• _LIST OF TASKS_
**A.** Answer these from the financial results excerpt:
(i) For what losses did Shaanxi Steel Group compensate the Longmen Joint Venture?
(ii) What was net income attributable to General Steel for the fourth quarter of 2010, and how much was that per diluted share?
(iii) What was total production volume in 2010?
**B.** Translate this sentence from the financial results excerpt into Spanish: "Cost of sales for the year increased to USD 1.8 billion, compared with USD 1.6 billion in 2009."

• _SOURCE_
++++++++

Income from operations for the fourth quarter of 2010 totaled USD 25.7 million, compared with \\$1.5 million in the fourth quarter of 2009. The increase is due to the compensation from Shaanxi Steel Group for the loss of production volume and production efficiency at Longmen Joint Venture during the construction of blast furnaces by Shaanxi Steel Group.
Finance and interest expense for the fourth quarter of 2010 was USD 13.7 million, compared with \\$9.4 million in the fourth quarter of 2009. The increase in interest expense was related to additional borrowing by the Company to stockpile raw material inventory in order to utilize the expected capacity increase of 3 million metric tons in 2011 as a result of the new manufacturing equipment installed at the Longmen Joint Venture.
Net income attributable to General Steel for the fourth quarter of 2010 was USD 2.2 million, or USD 0.04 per diluted share, based on 54.7 million weighted average shares outstanding. This compares to a net loss of USD 11.1 million, or USD 0.26 per diluted share, based on 41.9 million weighted average shares outstanding in the fourth quarter of 2009.
Full Year 2010 Financial Results
Revenues for the 12 months ended December 31, 2010 increased 14%, to USD 1.9 billion, from USD 1.7 billion in 2009. The increase in revenue was primarily attributable to a combination of increased sales volume and average selling prices. Total production volume in 2010 was 4.0 million metric tons, an increase of 3.2% over 3.8 million metric tons in 2009. Average selling price of rebar in 2010 increased by 21.3% to RMB3,546 (approximately USD 524.6), compared with RMB3,083 (approximately USD 456.0) in 2009.
Cost of sales for the year increased to USD 1.8 billion, compared with USD 1.6 billion in 2009. The increase of output and the rise of iron ore and coke purchase price are the primary elements that led to the increase of cost of sales in 2010.

++++++++

• _DATA SUPPLIED_
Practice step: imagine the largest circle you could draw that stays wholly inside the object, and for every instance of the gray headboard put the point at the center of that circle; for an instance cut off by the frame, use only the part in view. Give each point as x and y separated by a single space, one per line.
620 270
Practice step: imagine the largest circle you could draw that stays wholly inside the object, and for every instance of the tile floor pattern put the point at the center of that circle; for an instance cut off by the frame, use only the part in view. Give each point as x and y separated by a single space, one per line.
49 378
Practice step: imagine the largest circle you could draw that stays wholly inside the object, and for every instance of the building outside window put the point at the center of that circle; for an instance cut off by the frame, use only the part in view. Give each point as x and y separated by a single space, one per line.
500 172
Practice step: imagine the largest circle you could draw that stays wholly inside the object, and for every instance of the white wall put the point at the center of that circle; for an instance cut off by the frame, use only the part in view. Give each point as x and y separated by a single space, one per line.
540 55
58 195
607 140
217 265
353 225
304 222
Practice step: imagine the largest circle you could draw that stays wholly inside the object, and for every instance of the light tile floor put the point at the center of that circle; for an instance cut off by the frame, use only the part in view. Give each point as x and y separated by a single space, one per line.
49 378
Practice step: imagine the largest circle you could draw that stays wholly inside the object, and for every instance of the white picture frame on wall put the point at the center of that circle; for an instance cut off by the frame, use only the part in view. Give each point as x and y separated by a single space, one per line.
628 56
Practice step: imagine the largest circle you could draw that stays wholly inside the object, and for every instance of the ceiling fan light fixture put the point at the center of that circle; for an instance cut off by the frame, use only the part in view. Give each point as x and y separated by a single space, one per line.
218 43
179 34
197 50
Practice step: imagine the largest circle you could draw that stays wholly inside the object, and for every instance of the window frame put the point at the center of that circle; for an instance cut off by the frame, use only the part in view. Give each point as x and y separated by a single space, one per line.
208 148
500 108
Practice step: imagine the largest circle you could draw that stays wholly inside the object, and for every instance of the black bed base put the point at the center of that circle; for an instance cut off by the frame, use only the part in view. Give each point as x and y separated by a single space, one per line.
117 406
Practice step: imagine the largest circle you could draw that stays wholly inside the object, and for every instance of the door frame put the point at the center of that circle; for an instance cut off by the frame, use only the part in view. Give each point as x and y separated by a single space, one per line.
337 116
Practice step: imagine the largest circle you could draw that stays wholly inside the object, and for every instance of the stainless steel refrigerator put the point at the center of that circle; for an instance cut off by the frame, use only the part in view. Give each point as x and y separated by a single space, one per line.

++++++++

• _FULL SOLUTIONS_
**A.**
(i) The loss of production volume and production efficiency at the Longmen Joint Venture while Shaanxi Steel Group was building blast furnaces.
(ii) USD 2.2 million, or USD 0.04 per diluted share.
(iii) 4.0 million metric tons.

**B.** El costo de ventas del año aumentó a 1800 millones de USD, en comparación con 1600 millones de USD en 2009.